» PASSAGE PROVIDED:
The abovementioned provisions meant that a black person married according to


customary rites was not legally entitled to dispose of property mentioned in section
23(1) and (2) of the BAA by means of a will. These kinds of property devolved on the
death of a black person on the eldest son in accordance with the rule of male
primogeniture. No distinction was made whatsoever between succession and
inheritance of property in terms of customary law. Thus, the eldest son or the
deceased’s nearest male relative was held to be the only person entitled to inherit the
entire intestate estate of the deceased.

The BAA also excluded the jurisdiction of the Master from the administration of intestate
estates of black people irrespective of the type of their marriage. magistrate of the
district in which the deceased was resident administered these intestate estates.
The Master administered the intestate estates of whites, Indians and coloureds. The
Constitutional Court declared this arrangement unconstitutional in Moseneke v Master
of the High Court as it constituted unfair discrimination on the grounds of race, ethnic
origin and colour.

» EXERCISE INPUTS:
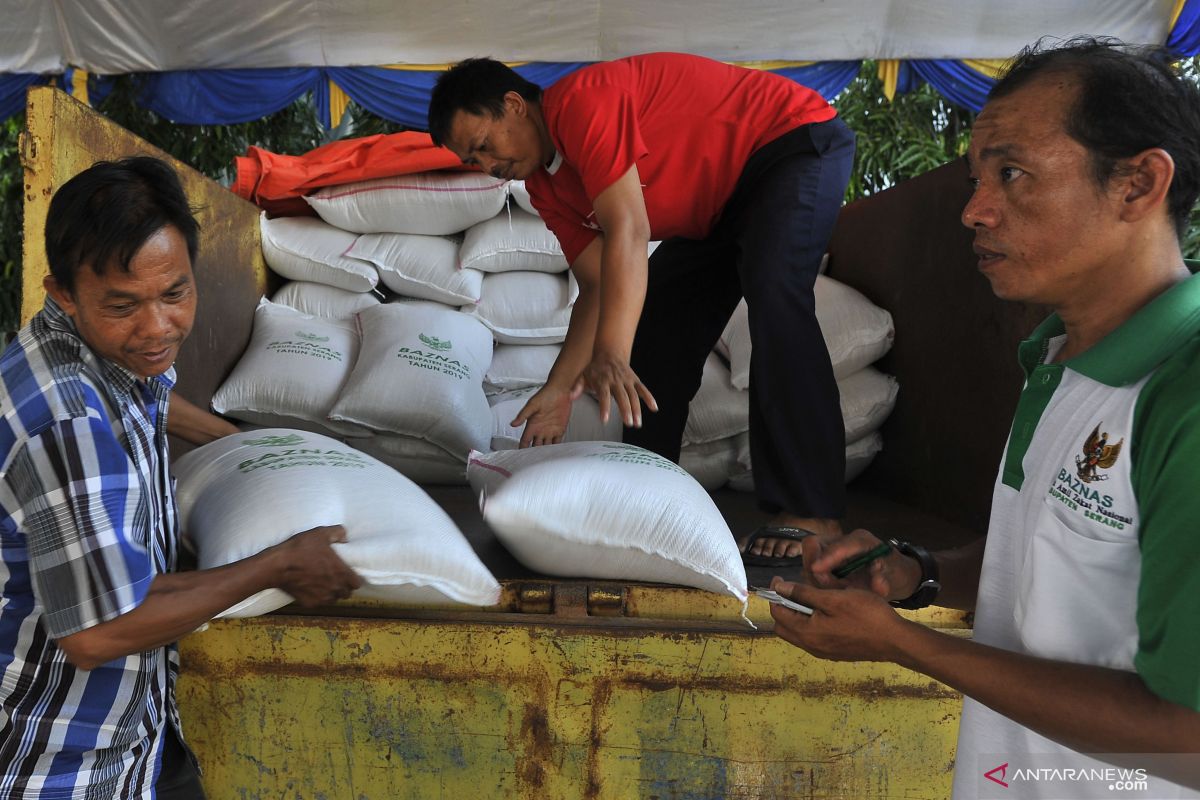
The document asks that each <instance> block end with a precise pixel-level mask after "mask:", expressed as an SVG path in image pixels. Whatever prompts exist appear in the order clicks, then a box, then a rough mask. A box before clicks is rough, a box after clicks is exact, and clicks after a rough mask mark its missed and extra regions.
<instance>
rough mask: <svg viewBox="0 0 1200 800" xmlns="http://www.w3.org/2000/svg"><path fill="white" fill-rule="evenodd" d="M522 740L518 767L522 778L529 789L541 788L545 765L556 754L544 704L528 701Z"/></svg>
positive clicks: (544, 776) (521, 726) (537, 788)
mask: <svg viewBox="0 0 1200 800" xmlns="http://www.w3.org/2000/svg"><path fill="white" fill-rule="evenodd" d="M521 741H522V744H523V751H524V757H523V758H522V759H521V763H520V768H518V774H520V776H521V780H522V781H523V782H524V784H526V788H527V789H541V788H542V787H544V786H545V783H546V766H545V765H546V764H550V763H552V759H553V756H554V742H553V738H552V736H551V733H550V718H548V717H547V715H546V708H545V706H544V705H536V704H534V703H526V710H524V716H523V717H522V718H521ZM523 794H524V793H523ZM524 796H529V795H528V794H524Z"/></svg>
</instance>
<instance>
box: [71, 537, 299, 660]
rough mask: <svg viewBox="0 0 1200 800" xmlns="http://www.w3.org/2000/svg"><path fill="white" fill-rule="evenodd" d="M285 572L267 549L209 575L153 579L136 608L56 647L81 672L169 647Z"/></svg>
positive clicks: (216, 569) (210, 571) (277, 558)
mask: <svg viewBox="0 0 1200 800" xmlns="http://www.w3.org/2000/svg"><path fill="white" fill-rule="evenodd" d="M283 569H284V565H283V564H282V561H281V558H280V555H278V551H274V549H269V551H265V552H263V553H259V554H258V555H254V557H252V558H248V559H245V560H241V561H236V563H235V564H229V565H227V566H222V567H216V569H212V570H200V571H194V572H176V573H168V575H160V576H156V577H155V578H154V581H152V582H151V583H150V590H149V593H148V594H146V596H145V600H143V601H142V603H139V604H138V607H137V608H134V609H133V610H131V612H128V613H126V614H121V615H120V616H118V618H116V619H113V620H109V621H108V622H102V624H100V625H96V626H94V627H90V628H88V630H85V631H80V632H79V633H74V634H72V636H67V637H64V638H62V639H60V642H59V644H60V646H61V648H62V649H64V650H65V651H66V652H67V655H68V657H70V658H71V661H72V663H74V664H76V666H78V667H80V668H83V669H91V668H95V667H97V666H100V664H102V663H107V662H109V661H112V660H114V658H119V657H121V656H126V655H130V654H133V652H143V651H145V650H151V649H154V648H160V646H163V645H166V644H170V643H172V642H176V640H179V638H180V637H181V636H184V634H186V633H190V632H192V631H194V630H196V628H198V627H199V626H202V625H203V624H204V622H206V621H209V620H210V619H212V616H214V615H216V614H218V613H221V612H222V610H224V609H226V608H229V607H230V606H233V604H235V603H238V602H240V601H241V600H245V599H246V597H248V596H251V595H253V594H256V593H258V591H262V590H263V589H269V588H271V587H274V585H277V584H278V582H280V578H281V575H282V571H283Z"/></svg>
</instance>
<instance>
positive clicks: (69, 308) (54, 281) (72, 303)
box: [42, 275, 76, 317]
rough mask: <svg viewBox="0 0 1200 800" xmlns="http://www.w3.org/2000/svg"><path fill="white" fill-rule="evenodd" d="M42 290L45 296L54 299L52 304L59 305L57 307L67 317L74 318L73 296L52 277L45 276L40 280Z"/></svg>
mask: <svg viewBox="0 0 1200 800" xmlns="http://www.w3.org/2000/svg"><path fill="white" fill-rule="evenodd" d="M42 288H43V289H46V294H48V295H50V297H53V299H54V302H56V303H59V307H60V308H61V309H62V311H64V312H66V315H67V317H74V312H76V302H74V295H73V294H72V293H71V291H70V290H68V289H66V288H65V287H64V285H62V284H60V283H59V282H58V281H56V279H55V278H54V276H53V275H47V276H46V277H44V278H42Z"/></svg>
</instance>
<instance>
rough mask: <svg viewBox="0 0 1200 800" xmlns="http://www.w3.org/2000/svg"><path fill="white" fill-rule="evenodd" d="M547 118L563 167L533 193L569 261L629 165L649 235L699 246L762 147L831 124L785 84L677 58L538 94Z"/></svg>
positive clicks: (533, 180)
mask: <svg viewBox="0 0 1200 800" xmlns="http://www.w3.org/2000/svg"><path fill="white" fill-rule="evenodd" d="M541 109H542V115H544V116H545V120H546V126H547V128H548V131H550V137H551V139H552V140H553V143H554V148H556V149H557V150H558V154H559V156H560V158H558V157H556V160H554V163H553V164H551V167H550V168H542V169H539V170H538V172H536V173H534V174H533V175H530V176H529V179H528V180H527V181H526V186H527V188H528V190H529V197H530V199H532V200H533V204H534V206H535V207H536V209H538V211H539V212H540V213H541V216H542V219H545V222H546V225H547V227H548V228H550V229H551V230H552V231H554V235H557V236H558V240H559V242H560V243H562V246H563V252H564V253H565V254H566V260H568V263H571V264H574V263H575V259H576V258H578V255H580V253H581V252H583V248H584V247H587V246H588V243H590V241H592V240H593V239H595V236H596V233H598V231H599V227H598V225H596V223H595V216H594V211H593V200H594V199H595V197H596V196H599V194H600V193H601V192H604V191H605V190H606V188H608V187H610V186H612V184H613V182H616V181H617V179H618V178H620V176H622V175H624V174H625V173H626V172H628V170H629V168H630V166H631V164H634V163H636V164H637V173H638V176H640V178H641V181H642V193H643V196H644V198H646V211H647V215H648V216H649V221H650V231H652V237H653V239H670V237H672V236H685V237H688V239H703V237H706V236H707V235H708V234H709V233H710V231H712V230H713V225H714V224H716V219H718V218H719V217H720V215H721V210H722V209H724V207H725V204H726V203H727V201H728V199H730V196H731V194H732V193H733V187H734V185H736V184H737V181H738V178H739V176H740V174H742V169H743V168H744V167H745V163H746V161H748V160H749V158H750V156H751V155H752V154H754V152H755V150H757V149H758V148H761V146H762V145H764V144H767V143H768V142H772V140H773V139H776V138H779V137H780V136H782V134H784V133H787V132H788V131H792V130H794V128H797V127H799V126H802V125H808V124H811V122H824V121H827V120H830V119H833V118H834V116H835V115H836V112H834V109H833V108H832V107H830V106H829V104H828V103H827V102H826V101H824V100H823V98H822V97H821V95H818V94H817V92H815V91H812V90H811V89H808V88H805V86H802V85H800V84H798V83H796V82H794V80H791V79H788V78H785V77H782V76H776V74H774V73H770V72H763V71H758V70H746V68H743V67H734V66H730V65H727V64H721V62H720V61H712V60H709V59H703V58H700V56H695V55H682V54H678V53H652V54H648V55H635V56H632V58H628V59H618V60H616V61H606V62H602V64H595V65H592V66H588V67H584V68H582V70H578V71H576V72H574V73H571V74H569V76H566V77H564V78H562V79H560V80H558V82H557V83H556V84H553V85H552V86H550V88H548V89H547V90H546V91H545V92H544V94H542V101H541ZM551 170H553V172H551Z"/></svg>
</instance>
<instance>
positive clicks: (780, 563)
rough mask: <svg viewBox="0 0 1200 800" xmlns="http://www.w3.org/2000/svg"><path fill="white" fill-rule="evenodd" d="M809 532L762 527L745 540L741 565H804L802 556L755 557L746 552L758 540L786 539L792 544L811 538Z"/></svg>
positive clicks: (768, 527) (767, 555)
mask: <svg viewBox="0 0 1200 800" xmlns="http://www.w3.org/2000/svg"><path fill="white" fill-rule="evenodd" d="M812 535H814V533H812V531H811V530H806V529H804V528H791V527H787V525H779V527H773V525H763V527H762V528H760V529H758V530H756V531H754V533H752V534H750V537H749V539H746V545H745V547H744V548H743V549H742V564H743V565H745V566H774V567H782V566H800V565H802V564H803V563H804V559H803V557H802V555H799V554H797V555H757V554H755V553H749V552H748V551H749V549H750V548H751V547H752V546H754V543H755V542H756V541H758V540H760V539H788V540H791V541H793V542H798V541H800V540H804V539H808V537H809V536H812Z"/></svg>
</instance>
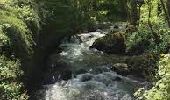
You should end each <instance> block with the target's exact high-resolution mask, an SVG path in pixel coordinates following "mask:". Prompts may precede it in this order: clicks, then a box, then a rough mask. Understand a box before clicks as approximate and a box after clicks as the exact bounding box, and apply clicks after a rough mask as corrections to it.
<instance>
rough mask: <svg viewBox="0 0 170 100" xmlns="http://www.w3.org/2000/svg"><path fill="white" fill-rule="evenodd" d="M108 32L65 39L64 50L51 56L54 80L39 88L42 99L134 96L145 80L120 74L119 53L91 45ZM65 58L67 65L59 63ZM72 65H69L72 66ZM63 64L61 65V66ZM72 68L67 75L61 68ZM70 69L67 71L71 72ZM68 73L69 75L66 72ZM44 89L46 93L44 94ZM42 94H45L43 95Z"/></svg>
mask: <svg viewBox="0 0 170 100" xmlns="http://www.w3.org/2000/svg"><path fill="white" fill-rule="evenodd" d="M105 34H107V32H103V31H101V30H100V31H98V32H89V33H82V34H78V35H75V36H72V37H71V38H69V39H68V38H66V39H64V40H63V42H62V44H61V45H60V48H62V49H63V51H62V52H61V53H60V54H53V55H52V56H51V59H52V60H51V62H50V64H49V65H50V66H51V70H54V71H53V73H52V74H51V79H50V80H51V81H53V82H51V83H49V84H48V83H46V84H45V85H44V89H42V90H39V92H38V94H39V97H38V98H39V99H40V100H134V97H133V93H134V92H135V90H136V89H137V88H138V86H139V85H140V84H142V82H140V81H137V80H134V79H131V78H128V77H125V76H122V75H118V74H117V73H116V72H114V71H113V70H112V69H111V68H112V63H113V62H117V61H116V59H117V60H119V59H118V58H117V56H116V55H115V56H112V55H107V54H104V53H103V52H101V51H97V50H96V49H90V46H91V45H92V44H93V43H94V41H95V40H96V39H97V38H100V37H103V36H105ZM58 62H64V64H66V65H67V67H63V66H58V65H56V64H57V63H58ZM68 66H69V68H68ZM59 67H61V68H59ZM56 69H57V70H59V69H60V70H62V71H63V70H64V71H65V70H66V69H69V70H70V71H71V77H70V78H68V79H65V80H64V79H63V77H62V75H61V73H62V71H61V73H60V71H57V73H55V70H56ZM68 73H69V72H68ZM68 73H67V72H66V74H68ZM66 74H65V75H66ZM42 91H43V95H42ZM40 94H41V95H40Z"/></svg>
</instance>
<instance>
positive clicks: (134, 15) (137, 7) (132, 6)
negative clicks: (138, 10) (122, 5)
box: [127, 0, 140, 26]
mask: <svg viewBox="0 0 170 100" xmlns="http://www.w3.org/2000/svg"><path fill="white" fill-rule="evenodd" d="M127 5H128V9H129V22H130V24H131V25H134V26H136V25H138V24H139V23H138V21H139V16H140V15H139V11H138V6H137V2H136V0H128V2H127Z"/></svg>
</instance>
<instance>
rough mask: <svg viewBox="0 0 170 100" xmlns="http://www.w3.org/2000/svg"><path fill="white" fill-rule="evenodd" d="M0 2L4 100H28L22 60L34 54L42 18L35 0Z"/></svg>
mask: <svg viewBox="0 0 170 100" xmlns="http://www.w3.org/2000/svg"><path fill="white" fill-rule="evenodd" d="M0 4H1V7H0V99H1V100H25V99H27V98H28V96H27V94H26V91H25V90H24V85H23V83H22V82H21V77H22V75H23V71H22V70H21V66H22V67H25V66H23V65H21V62H20V61H23V60H25V59H28V58H29V57H31V56H32V54H33V50H32V48H33V45H34V39H33V37H34V36H36V33H37V30H39V21H40V19H39V17H38V12H37V11H36V9H37V8H35V2H33V0H0ZM17 58H18V59H17ZM22 63H23V62H22Z"/></svg>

» EXERCISE TASKS:
**1)** List each line of the records that contains the string "clicks".
**2)** Extend the passage on succession under customary law, picking up right after its final sentence.
The passage and the records were taken from separate, unrelated sources.

» EXERCISE ANSWERS:
**1)**
The document asks that each <instance> block end with a precise pixel-level mask after "mask:", expressed as an SVG path in image pixels. Whatever prompts exist appear in the order clicks, then a box, then a rough mask. A box before clicks is rough, a box after clicks is exact, and clicks after a rough mask mark its missed and extra regions.
positive clicks: (544, 776) (521, 726) (537, 788)
positive clicks: (216, 569) (210, 571) (277, 558)
positive clicks: (69, 308) (54, 281) (72, 303)
positive clicks: (533, 180)
positive clicks: (780, 563)
positive clicks: (768, 527) (767, 555)
You should end each <instance> block with the target's exact high-resolution mask, an SVG path in pixel coordinates following "mask:". Prompts may precede it in this order: clicks, then a box, then a rough mask. Understand a box before clicks as approximate and a box after clicks as the exact bounding box, and apply clicks after a rough mask as corrections to it.
positive clicks: (134, 15) (137, 7) (132, 6)
negative clicks: (138, 10) (122, 5)

**2)**
As already stated, when the deceased was, during his lifetime, a partner in both a
customary and a civil marriage to two women, the civil marriage was regarded as a
customary marriage for the purposes of succession.
The civil marriage was therefore presumed to have created a house in the same
manner as a customary marriage and the rule of male primogeniture applied to
determine how its property had to devolve.
Contracting a civil marriage with another woman during the subsistence of a
customary marriage had the effect of dissolving the existing customary marriage.
The partner of the dissolved customary marriage became what was known as a
‘discarded spouse’. She and her children did not have any rights whatsoever to the
estate of her erstwhile husband until his death whereon the widow of the civil marriage
and her children were regarded or deemed to have had ‘… no greater rights in respect
of the estate of the deceased spouse than she or they would have had if the said
marriage had been a customary marriage’.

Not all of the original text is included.